> Entries
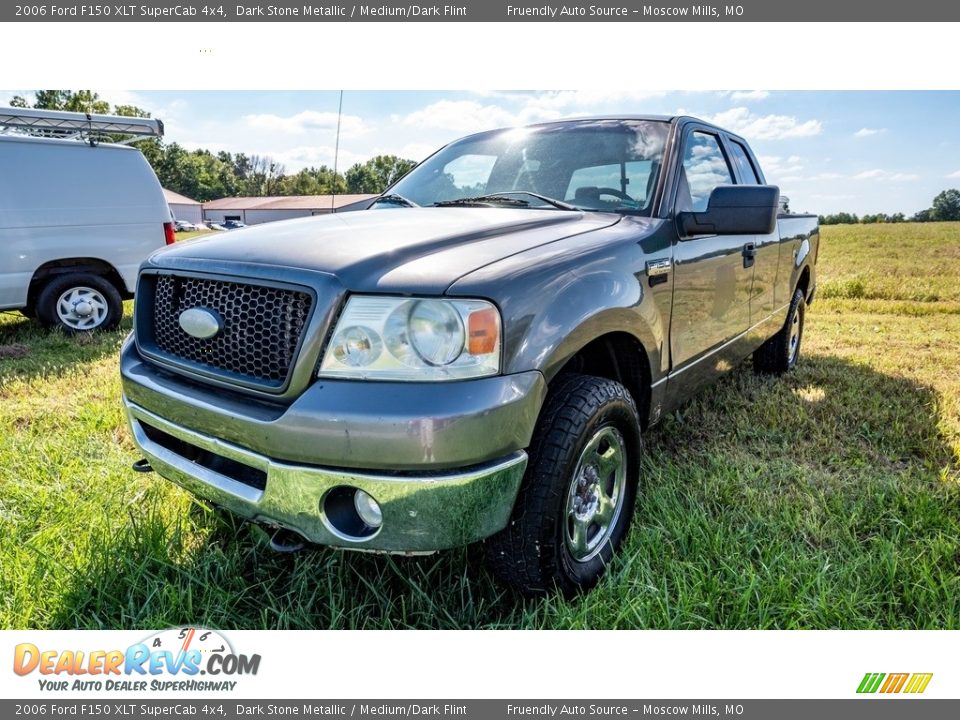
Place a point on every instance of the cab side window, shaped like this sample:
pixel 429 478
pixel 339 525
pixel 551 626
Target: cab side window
pixel 704 167
pixel 747 172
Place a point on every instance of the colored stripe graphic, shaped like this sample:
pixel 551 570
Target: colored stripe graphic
pixel 918 682
pixel 870 682
pixel 894 683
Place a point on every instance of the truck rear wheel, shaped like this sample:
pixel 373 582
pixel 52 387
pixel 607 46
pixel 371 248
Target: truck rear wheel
pixel 80 302
pixel 781 352
pixel 578 496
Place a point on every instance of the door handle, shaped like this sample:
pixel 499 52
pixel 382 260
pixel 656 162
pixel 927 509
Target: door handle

> Request
Leave the pictures out, and print every line of the listing exactly as written.

> Task answer
Place a point on every instance of the cab side window, shaped like this sample:
pixel 429 478
pixel 339 525
pixel 551 626
Target: cab side window
pixel 704 167
pixel 747 172
Place a point on every instance of the colored stripe graphic, shaped like this sample:
pixel 551 570
Target: colored stripe graphic
pixel 918 682
pixel 870 682
pixel 894 683
Place a point on every instance of the truck rear wheel, shaped like this sample:
pixel 373 582
pixel 52 387
pixel 607 46
pixel 371 248
Target: truck rear wheel
pixel 80 302
pixel 781 352
pixel 578 496
Place a point on every instance of the door handle, shaped like this sample:
pixel 499 52
pixel 382 260
pixel 656 162
pixel 927 509
Target: door handle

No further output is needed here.